JOB 1 — Update the listing from the line containing "Where can you spot the hazy" through the end of the listing, replacing "storefront" with "shop front" and changing nothing else.

------ DOCUMENT TEXT

If you really want to do something but have no ideas yet, kill time by doing lots of life sketching. Go to the park, the coffee house, the woods, and sketch what you see. This will be time well spent. And while you're sketching, let your mind wander. Too often we're so frazzled and busy that there's no room in our brains for stories. The brain needs quiet time to play by itself. Give it that if you want ideas. And start reading.
There are some really great books of stories that will fire the mind, including:
Parallel Myths by J. F. Bierlein, which gets you thinking about the way people think and tell tales.
American Tall Tales by Mary Pope Osborne, which is a wonderful and colorful source of anecdotes.
The Great Encyclopedia of Faeries by Pierre DuBois , a particular favorite of mine and full of all those creepy stories we don't allow in the nursery anymore.
Sharaz-De, Tales from the Arabian Nights by Toppi which is an indispensable example of good research and gorgeous art working in harmony.

------------
------ LISTED ENTRIES

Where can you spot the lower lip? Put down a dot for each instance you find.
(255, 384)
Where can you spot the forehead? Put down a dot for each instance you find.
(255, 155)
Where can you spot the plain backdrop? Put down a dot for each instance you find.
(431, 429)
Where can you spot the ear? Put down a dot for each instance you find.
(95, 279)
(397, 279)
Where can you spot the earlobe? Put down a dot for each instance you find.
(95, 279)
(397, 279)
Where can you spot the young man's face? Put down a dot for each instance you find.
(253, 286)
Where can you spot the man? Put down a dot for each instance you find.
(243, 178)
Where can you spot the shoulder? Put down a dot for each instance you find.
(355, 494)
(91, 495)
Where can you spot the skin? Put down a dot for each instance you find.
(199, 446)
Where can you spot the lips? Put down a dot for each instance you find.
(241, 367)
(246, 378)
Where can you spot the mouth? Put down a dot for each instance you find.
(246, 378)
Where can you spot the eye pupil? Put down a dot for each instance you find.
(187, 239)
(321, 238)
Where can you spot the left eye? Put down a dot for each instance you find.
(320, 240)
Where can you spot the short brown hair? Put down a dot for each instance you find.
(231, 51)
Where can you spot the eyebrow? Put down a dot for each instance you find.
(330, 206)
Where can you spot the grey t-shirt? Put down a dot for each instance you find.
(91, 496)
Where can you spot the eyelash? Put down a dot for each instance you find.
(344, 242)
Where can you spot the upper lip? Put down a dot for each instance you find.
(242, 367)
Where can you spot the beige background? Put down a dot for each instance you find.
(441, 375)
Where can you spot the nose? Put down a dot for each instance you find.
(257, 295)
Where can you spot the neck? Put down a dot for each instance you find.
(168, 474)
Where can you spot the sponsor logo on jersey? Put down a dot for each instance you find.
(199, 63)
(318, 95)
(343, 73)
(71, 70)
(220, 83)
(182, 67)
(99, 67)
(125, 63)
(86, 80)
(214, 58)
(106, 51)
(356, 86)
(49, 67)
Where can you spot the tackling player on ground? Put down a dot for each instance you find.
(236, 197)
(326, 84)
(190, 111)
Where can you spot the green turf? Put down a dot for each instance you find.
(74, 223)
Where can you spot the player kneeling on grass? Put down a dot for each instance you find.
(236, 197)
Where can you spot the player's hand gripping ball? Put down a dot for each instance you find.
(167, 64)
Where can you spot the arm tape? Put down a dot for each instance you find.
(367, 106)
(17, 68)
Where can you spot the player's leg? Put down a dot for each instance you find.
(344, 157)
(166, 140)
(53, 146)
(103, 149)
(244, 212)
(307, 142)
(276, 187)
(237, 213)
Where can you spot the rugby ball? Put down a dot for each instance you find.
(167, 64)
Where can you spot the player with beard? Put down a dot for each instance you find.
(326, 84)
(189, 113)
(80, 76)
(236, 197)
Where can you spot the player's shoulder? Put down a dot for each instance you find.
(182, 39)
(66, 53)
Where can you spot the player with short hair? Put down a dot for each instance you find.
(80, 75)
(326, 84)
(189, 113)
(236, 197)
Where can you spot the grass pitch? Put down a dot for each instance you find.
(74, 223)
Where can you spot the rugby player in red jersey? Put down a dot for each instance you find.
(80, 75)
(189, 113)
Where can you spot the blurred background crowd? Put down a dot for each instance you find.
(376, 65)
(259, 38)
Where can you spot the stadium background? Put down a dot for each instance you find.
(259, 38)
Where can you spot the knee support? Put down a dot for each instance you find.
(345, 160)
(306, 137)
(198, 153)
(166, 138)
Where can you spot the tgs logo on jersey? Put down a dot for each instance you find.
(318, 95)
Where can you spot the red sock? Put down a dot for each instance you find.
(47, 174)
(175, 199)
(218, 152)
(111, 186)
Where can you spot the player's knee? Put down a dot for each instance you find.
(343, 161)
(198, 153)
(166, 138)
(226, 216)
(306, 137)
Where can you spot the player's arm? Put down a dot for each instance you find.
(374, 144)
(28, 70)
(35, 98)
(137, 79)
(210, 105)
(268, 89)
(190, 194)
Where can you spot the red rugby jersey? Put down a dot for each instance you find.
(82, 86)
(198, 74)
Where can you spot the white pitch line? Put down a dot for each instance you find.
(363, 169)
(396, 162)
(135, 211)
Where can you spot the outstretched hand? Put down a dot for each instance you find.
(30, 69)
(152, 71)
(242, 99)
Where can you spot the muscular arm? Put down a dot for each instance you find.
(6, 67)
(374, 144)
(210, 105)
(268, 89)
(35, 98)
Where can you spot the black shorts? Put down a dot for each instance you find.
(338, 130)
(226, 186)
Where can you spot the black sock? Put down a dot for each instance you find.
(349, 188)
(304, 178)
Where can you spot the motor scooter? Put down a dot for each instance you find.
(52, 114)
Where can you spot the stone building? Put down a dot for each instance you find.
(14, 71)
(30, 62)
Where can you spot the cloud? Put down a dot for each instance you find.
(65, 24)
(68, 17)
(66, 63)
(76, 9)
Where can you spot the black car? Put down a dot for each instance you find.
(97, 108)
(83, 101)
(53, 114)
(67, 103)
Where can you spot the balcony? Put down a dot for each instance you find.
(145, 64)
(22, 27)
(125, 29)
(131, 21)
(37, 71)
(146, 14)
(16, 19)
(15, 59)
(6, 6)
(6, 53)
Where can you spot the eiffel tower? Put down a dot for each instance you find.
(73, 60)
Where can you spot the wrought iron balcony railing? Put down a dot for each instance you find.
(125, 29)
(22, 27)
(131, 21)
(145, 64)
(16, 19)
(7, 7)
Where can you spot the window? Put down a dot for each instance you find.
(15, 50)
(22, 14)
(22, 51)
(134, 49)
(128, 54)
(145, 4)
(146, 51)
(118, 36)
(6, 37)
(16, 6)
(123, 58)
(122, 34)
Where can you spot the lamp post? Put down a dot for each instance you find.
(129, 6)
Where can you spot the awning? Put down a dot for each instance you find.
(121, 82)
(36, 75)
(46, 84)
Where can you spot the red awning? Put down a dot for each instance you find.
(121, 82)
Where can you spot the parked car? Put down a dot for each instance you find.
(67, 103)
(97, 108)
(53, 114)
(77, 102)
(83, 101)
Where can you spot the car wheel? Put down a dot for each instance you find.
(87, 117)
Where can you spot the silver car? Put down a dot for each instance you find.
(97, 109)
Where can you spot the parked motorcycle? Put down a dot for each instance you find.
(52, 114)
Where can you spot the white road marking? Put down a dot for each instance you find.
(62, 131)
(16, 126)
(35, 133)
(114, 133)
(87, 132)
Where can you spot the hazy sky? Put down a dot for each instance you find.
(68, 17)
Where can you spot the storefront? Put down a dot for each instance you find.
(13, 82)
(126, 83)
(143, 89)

------------

JOB 2 — Print the passage on finding story ideas word for word, from "If you really" to "source of anecdotes.", including both ends.

TASK RESULT 1 —
Where can you spot the hazy sky? Put down a dot for each instance you find.
(68, 17)
Where can you spot the shop front? Put down a dot for each instance you find.
(13, 82)
(126, 83)
(143, 89)

TASK RESULT 2 —
If you really want to do something but have no ideas yet, kill time by doing lots of life sketching. Go to the park, the coffee house, the woods, and sketch what you see. This will be time well spent. And while you're sketching, let your mind wander. Too often we're so frazzled and busy that there's no room in our brains for stories. The brain needs quiet time to play by itself. Give it that if you want ideas. And start reading.
There are some really great books of stories that will fire the mind, including:
Parallel Myths by J. F. Bierlein, which gets you thinking about the way people think and tell tales.
American Tall Tales by Mary Pope Osborne, which is a wonderful and colorful source of anecdotes.